_Assignment_:
Without including any image, retype the records word for word.

_Supplied data_:
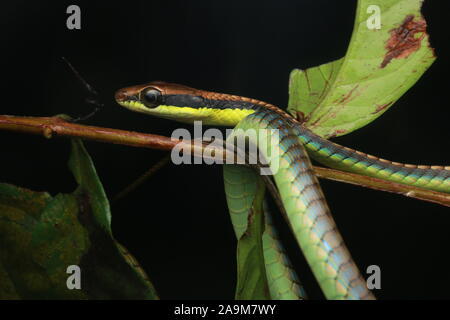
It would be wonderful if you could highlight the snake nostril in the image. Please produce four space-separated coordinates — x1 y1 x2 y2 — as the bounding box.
114 89 127 102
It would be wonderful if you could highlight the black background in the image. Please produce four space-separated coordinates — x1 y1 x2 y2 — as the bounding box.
1 0 449 299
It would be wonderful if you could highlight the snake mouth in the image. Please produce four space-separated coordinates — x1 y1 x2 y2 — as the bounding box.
115 83 155 104
114 88 139 104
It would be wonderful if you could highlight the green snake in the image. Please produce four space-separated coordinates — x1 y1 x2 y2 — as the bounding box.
115 81 450 300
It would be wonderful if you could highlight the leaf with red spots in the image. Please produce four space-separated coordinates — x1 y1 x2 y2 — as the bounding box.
288 0 435 139
381 15 427 68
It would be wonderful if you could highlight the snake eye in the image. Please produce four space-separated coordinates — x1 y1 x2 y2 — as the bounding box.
141 87 162 108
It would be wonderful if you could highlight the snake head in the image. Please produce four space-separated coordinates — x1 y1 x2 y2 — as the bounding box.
115 81 251 126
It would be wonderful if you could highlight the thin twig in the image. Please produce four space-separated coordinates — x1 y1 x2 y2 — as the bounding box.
62 57 103 121
62 57 99 96
113 155 171 203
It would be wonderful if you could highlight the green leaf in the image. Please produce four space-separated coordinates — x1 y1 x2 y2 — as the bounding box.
288 0 435 138
0 139 158 299
235 178 271 300
69 138 112 233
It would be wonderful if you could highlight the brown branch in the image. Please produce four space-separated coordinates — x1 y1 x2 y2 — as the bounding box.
313 167 450 208
0 115 178 150
1 115 449 207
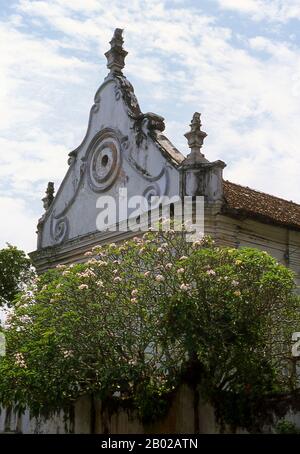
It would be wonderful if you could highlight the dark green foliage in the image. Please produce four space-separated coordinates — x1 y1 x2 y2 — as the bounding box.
0 233 299 431
0 244 33 307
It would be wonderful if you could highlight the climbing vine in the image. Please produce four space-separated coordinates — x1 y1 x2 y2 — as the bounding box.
0 232 299 431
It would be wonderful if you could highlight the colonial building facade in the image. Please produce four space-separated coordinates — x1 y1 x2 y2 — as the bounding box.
30 29 300 288
2 28 300 435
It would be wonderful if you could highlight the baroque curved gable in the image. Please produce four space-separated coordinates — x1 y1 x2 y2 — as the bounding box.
37 49 182 250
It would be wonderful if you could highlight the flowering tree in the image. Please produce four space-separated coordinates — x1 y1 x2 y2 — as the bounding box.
0 232 299 431
0 244 33 307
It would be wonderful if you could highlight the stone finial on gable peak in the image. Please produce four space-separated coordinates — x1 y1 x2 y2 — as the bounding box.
42 182 55 211
184 112 208 164
181 112 226 201
105 28 128 75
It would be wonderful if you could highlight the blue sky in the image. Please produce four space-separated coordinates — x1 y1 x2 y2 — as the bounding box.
0 0 300 252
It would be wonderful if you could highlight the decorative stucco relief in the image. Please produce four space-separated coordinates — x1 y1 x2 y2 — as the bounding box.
86 129 122 193
50 212 70 244
114 74 141 116
49 122 171 245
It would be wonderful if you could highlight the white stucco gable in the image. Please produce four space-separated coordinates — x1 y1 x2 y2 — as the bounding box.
37 29 183 251
30 29 228 273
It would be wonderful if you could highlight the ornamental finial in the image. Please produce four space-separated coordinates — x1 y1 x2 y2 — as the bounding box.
105 28 128 75
42 182 55 211
184 112 207 163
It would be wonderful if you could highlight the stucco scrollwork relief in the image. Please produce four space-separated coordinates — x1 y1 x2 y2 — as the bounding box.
91 87 101 114
130 112 165 148
124 133 170 198
143 184 161 207
112 75 169 195
50 211 70 244
49 153 87 245
114 74 140 116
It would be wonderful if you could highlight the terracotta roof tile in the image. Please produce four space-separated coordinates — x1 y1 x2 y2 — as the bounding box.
223 180 300 231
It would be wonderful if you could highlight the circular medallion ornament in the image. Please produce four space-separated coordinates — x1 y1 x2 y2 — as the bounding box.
87 130 121 192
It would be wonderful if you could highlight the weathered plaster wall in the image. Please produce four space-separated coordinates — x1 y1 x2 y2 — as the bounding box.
211 213 300 288
2 385 300 434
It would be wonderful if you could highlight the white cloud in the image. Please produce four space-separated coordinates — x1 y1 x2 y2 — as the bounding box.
0 197 37 252
0 133 67 197
216 0 300 23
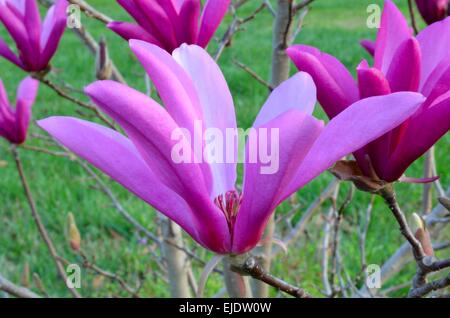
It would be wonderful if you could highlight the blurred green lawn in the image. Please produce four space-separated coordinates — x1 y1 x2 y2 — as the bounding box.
0 0 449 297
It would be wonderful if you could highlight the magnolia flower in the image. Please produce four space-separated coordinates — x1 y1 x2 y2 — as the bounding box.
416 0 448 25
0 0 68 72
0 77 39 144
39 42 424 254
287 0 450 183
108 0 230 52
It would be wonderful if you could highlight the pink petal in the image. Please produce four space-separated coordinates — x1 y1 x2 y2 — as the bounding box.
13 76 38 144
130 40 214 194
233 110 324 253
178 0 201 44
197 0 230 48
0 36 24 68
24 0 41 59
135 0 178 51
253 72 317 127
173 44 237 197
287 45 359 118
116 0 161 38
0 3 32 65
107 21 162 45
282 92 426 198
360 39 375 56
385 37 421 93
84 81 231 251
40 0 67 70
417 17 450 91
37 116 230 253
357 60 391 98
374 0 412 74
387 96 450 182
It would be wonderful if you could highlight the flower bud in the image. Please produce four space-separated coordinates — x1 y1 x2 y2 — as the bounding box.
412 213 434 256
68 212 81 252
95 37 113 80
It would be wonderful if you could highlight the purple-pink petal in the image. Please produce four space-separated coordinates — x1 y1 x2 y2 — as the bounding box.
233 110 323 253
173 44 237 197
37 116 230 252
287 45 359 118
197 0 230 48
385 37 421 93
282 92 426 198
374 0 412 73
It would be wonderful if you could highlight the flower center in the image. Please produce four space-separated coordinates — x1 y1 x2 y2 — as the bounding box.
214 190 242 232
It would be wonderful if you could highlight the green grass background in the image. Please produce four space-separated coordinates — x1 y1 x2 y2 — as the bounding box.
0 0 449 297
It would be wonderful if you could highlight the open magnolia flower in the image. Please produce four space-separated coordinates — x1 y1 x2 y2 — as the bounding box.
108 0 230 52
287 0 450 184
0 76 39 144
0 0 68 72
39 42 424 254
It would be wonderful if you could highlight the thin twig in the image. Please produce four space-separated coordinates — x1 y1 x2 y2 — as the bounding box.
293 0 316 14
68 0 113 24
231 256 311 298
409 273 450 298
407 0 419 35
214 2 267 61
379 186 425 259
79 250 140 297
0 274 41 298
233 60 274 90
33 74 116 129
11 146 81 298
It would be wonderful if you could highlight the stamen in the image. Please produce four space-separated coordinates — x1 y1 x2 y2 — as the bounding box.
214 190 242 230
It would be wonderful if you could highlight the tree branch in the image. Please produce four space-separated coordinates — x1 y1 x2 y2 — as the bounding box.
11 146 81 298
0 274 41 298
230 255 311 298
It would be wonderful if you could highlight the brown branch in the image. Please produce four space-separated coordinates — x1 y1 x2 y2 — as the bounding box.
79 251 140 297
11 146 81 298
407 0 419 35
293 0 316 14
33 74 116 130
409 273 450 298
231 256 311 298
68 0 113 24
214 2 267 61
233 60 274 90
379 185 426 259
0 274 41 298
379 185 450 297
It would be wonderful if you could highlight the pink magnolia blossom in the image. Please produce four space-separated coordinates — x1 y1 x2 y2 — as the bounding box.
287 0 450 183
416 0 448 25
38 42 424 254
108 0 230 52
0 77 39 144
0 0 68 72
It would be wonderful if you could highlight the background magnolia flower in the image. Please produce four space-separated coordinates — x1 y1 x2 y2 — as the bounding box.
108 0 230 52
39 42 424 254
0 0 68 72
0 76 39 144
287 0 450 183
416 0 449 25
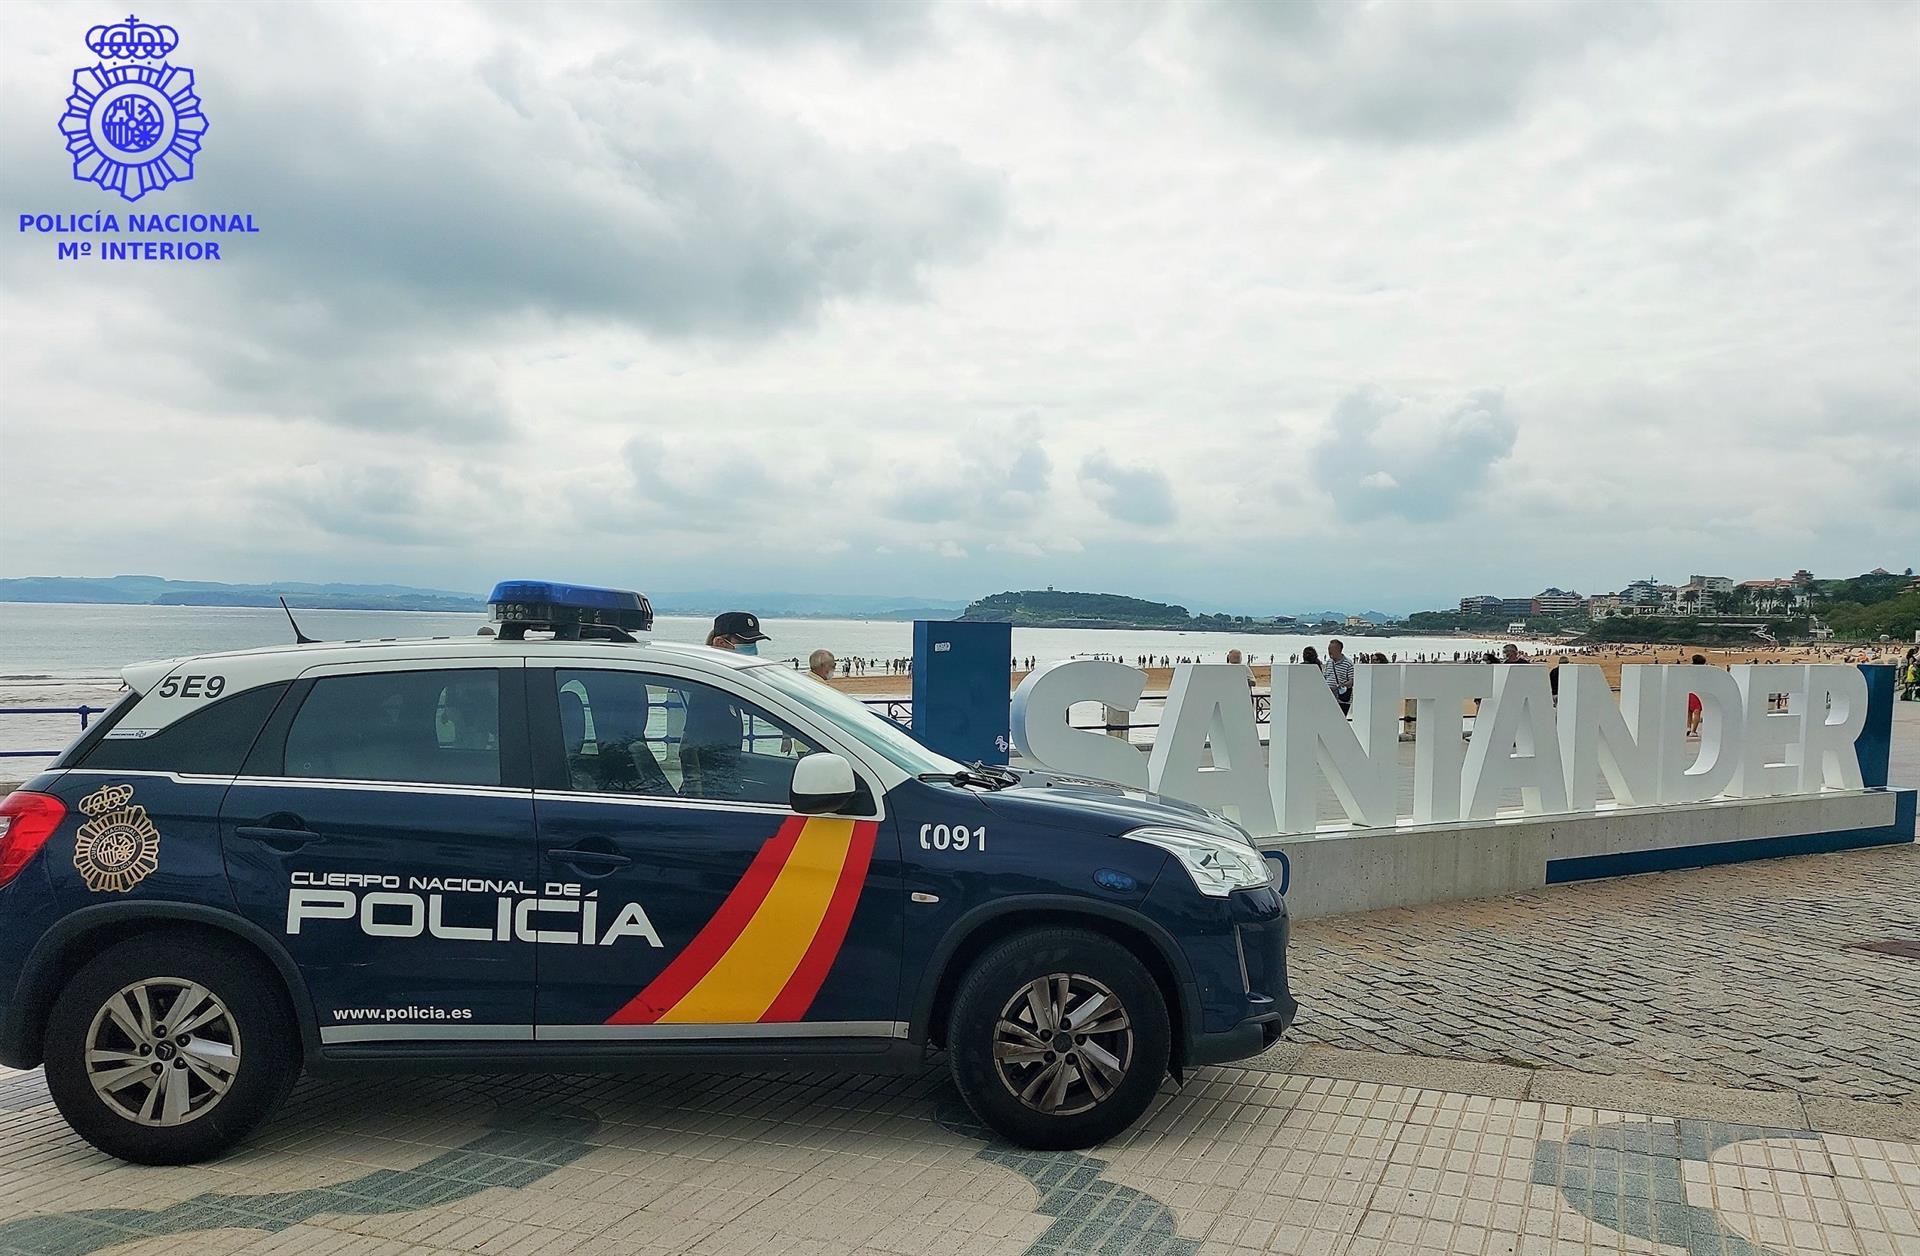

_Solution below_:
It would be wonderful if you could highlight the snake nostril in the image. Please produce four space-separated coordinates — x1 y1 x2 y2 — as the bounding box.
114 89 127 102
It would be wonderful if you could highlight the black background in the image. Please produce four space-separated coordinates — x1 y1 x2 y2 — as the bounding box.
1 0 449 299
It would be wonderful if you could highlight the snake mouth in the image. Please produce four space-separated coordinates — x1 y1 x2 y2 — as the bounding box.
115 83 155 104
114 88 139 104
It would be wonderful if you could highlight the green snake in the image. Please produce four space-separated coordinates — x1 y1 x2 y2 — as the bounding box.
115 81 450 300
It would be wonderful if you could highlight the leaf with red spots in the image. Please produce four space-separated coordinates — x1 y1 x2 y2 — as the bounding box.
288 0 435 139
381 15 427 68
It would be wonderful if you could highlight the snake eye in the image. Please produce four space-separated coordinates — x1 y1 x2 y2 — as the bounding box.
141 87 162 108
It would be wonderful if you could highlight the snake head in the image. Please produce four space-separated coordinates — x1 y1 x2 y2 — as the bounding box.
115 81 251 126
It would be wonderful if you could highlight the thin twig in the image. Please produce four space-separated coordinates — x1 y1 x2 y2 — as the bounding box.
62 57 103 121
62 57 99 96
113 155 171 203
It would be wonderful if you could highlight the green leaf in the image. Please produce four space-separated coordinates — x1 y1 x2 y2 — as the bounding box.
288 0 435 138
0 139 158 299
235 178 271 300
69 138 112 233
It would be wonderful if you could highlight the brown branch in the image. Please produce four space-separated coordinates — x1 y1 x2 y2 — as the bounding box.
313 167 450 208
0 115 178 150
1 115 449 207
It would be wonderful if you could highlight the dark green foliage in the image. Please produce four space-separated coordinates — x1 y1 x2 y2 — as the bounding box.
0 233 299 431
0 244 33 307
It would be wonderful if you could highlight the climbing vine in the image. Please produce four space-separated coordinates — x1 y1 x2 y2 — as the bounding box.
0 232 299 431
It would be wonderful if you could highlight the colonial building facade in the image. Please produce four space-separated coordinates — x1 y1 x2 y2 — as the bounding box.
30 29 300 288
2 28 300 435
It would be wonderful if you could highlight the baroque curved gable in the image. Please produce four space-separated coordinates — x1 y1 x2 y2 — as the bounding box.
37 49 182 250
It would be wonderful if you could highlight the flowering tree in the image. Please produce four space-separated coordinates — x1 y1 x2 y2 — as the bounding box.
0 232 299 431
0 244 33 307
It would be wonderful if you could highlight the stone finial on gable peak in the image. Please produce four space-separated coordinates — x1 y1 x2 y2 — as the bounding box.
42 182 55 211
184 112 208 164
181 112 226 201
105 28 128 75
It would be wonderful if you could highlight the blue sky in the image. Please produce four space-separated coordinates — x1 y1 x2 y2 — as the bounding box.
0 0 300 252
It would be wonderful if you could highlight the decorative stucco relief in the image. Please produce four space-separated coordinates — x1 y1 x2 y2 — as the bounding box.
86 129 122 193
50 212 70 244
114 74 141 116
49 122 171 245
It would be wonderful if you could highlight the white stucco gable in the image. Please produce four space-separated coordinates — x1 y1 x2 y2 — as the bounding box.
37 29 183 251
30 29 228 273
It would be wonderful if you could highlight the ornamental finial in the image. Please produce four space-separated coordinates — x1 y1 x2 y2 — as the bounding box.
105 28 128 75
42 182 55 211
184 112 207 163
It would be wonderful if you could highlight the stucco scrollwork relief in the image. Please produce four space-separated coordinates — x1 y1 x2 y2 — as the bounding box.
91 87 101 114
130 112 165 148
124 133 170 198
143 184 161 207
112 75 169 195
50 211 70 244
49 153 87 245
114 74 140 116
It would be wonderful if you could highlight the terracotta roof tile in the image. Please produce four space-separated coordinates — x1 y1 x2 y2 — as the bounding box.
223 180 300 231
It would be wonderful if you could highlight the circular medallion ornament in the image. Please produce four space-separated coordinates — x1 y1 x2 y2 — as the bounding box.
87 130 121 192
It would be wonderful if you could highlight the weathered plaster wall in the image. Please produce four space-separated coordinates — x1 y1 x2 y2 — as the bounding box.
211 213 300 288
2 385 300 434
It would be wonderful if you could highlight the white cloud in the image. Please produce four space-separated coordinates — x1 y1 x2 y2 — as the bounding box.
0 197 37 252
0 133 67 197
216 0 300 23
It would be wonderful if you could highlight the blurred green lawn in the image. Please produce four space-separated coordinates — x1 y1 x2 y2 — as the bounding box.
0 0 449 297
It would be wonderful if you could highlight the magnolia flower in the image. Please produce four space-separated coordinates — x1 y1 x2 y2 — as the bounding box.
416 0 448 25
0 0 68 72
0 77 39 144
39 42 424 254
287 0 450 183
108 0 230 52
It would be wonderful if you could highlight the pink petal in the image. Please produce four space-separated coordinates — x1 y1 x2 y2 — as the bounding box.
13 76 38 144
130 40 214 194
233 110 324 253
178 0 201 44
197 0 230 48
0 36 24 68
24 0 41 59
135 0 178 51
253 72 317 127
173 44 237 197
287 45 359 118
116 0 161 38
0 3 32 65
107 21 162 45
282 92 426 198
360 39 375 56
385 37 421 93
84 81 231 251
40 0 67 70
417 17 450 91
37 116 230 253
357 60 391 98
374 0 412 74
387 96 450 182
It would be wonderful if you could highlight the flower bud in the image. Please produce four space-separated coordinates — x1 y1 x2 y2 — as the bounding box.
412 213 434 256
68 212 81 252
95 37 113 80
It would be wonderful if you could highlight the purple-pink petal in the image. Please produce four space-separated coordinates — x1 y1 x2 y2 — as the bounding box.
233 110 323 253
173 44 237 197
37 116 230 252
287 45 359 118
197 0 230 48
385 37 421 93
282 92 426 198
374 0 412 73
It would be wonderful if you could highlight the flower center in the image. Please produce four space-separated coordinates — x1 y1 x2 y2 — as the bounding box.
214 190 242 232
It would be wonderful if you could highlight the green grass background in the image. Please produce four space-separated coordinates — x1 y1 x2 y2 — as the bounding box.
0 0 449 297
It would be wonderful if you could highlight the open magnolia flower in the image. Please produce four space-separated coordinates — x1 y1 x2 y2 — as the bounding box.
108 0 230 52
287 0 450 184
0 76 39 144
0 0 68 72
39 42 424 254
It would be wonderful if you could highlight the thin twig in the image. Please produce four space-separated coordinates — x1 y1 x2 y2 — as the bounding box.
293 0 316 14
68 0 113 24
231 256 311 298
409 273 450 298
407 0 419 35
214 2 267 61
379 186 425 259
79 250 140 297
0 274 41 298
233 60 274 90
33 74 116 129
11 146 81 298
It would be wonderful if you could highlight the stamen in the image. Please produce four space-separated coordinates — x1 y1 x2 y2 — as the bounding box.
214 190 242 230
It would be wonderful if you could highlight the tree branch in the image. Please produce four space-separated coordinates — x1 y1 x2 y2 — as the bounding box.
11 146 81 298
0 274 41 298
230 255 311 298
It would be wonderful if you could highlight the brown branch in the image. Please produce four space-separated coordinates — x1 y1 x2 y2 — as the bounding box.
79 251 140 297
11 146 81 298
407 0 419 35
293 0 316 14
33 74 116 130
409 273 450 298
231 256 311 298
68 0 113 24
214 2 267 61
233 60 274 90
379 185 426 259
0 274 41 298
379 185 450 297
It would be wonderful if you could highlight the pink magnolia blossom in the image. Please produce four space-separated coordinates — x1 y1 x2 y2 — as the bounding box.
287 0 450 183
416 0 448 25
38 42 424 254
108 0 230 52
0 77 39 144
0 0 68 72
It would be wonderful if you could highlight the background magnolia flower in the image. Please produce four space-separated coordinates — x1 y1 x2 y2 — as the bounding box.
108 0 230 52
39 42 424 254
0 0 68 72
0 76 39 144
287 0 450 183
416 0 449 25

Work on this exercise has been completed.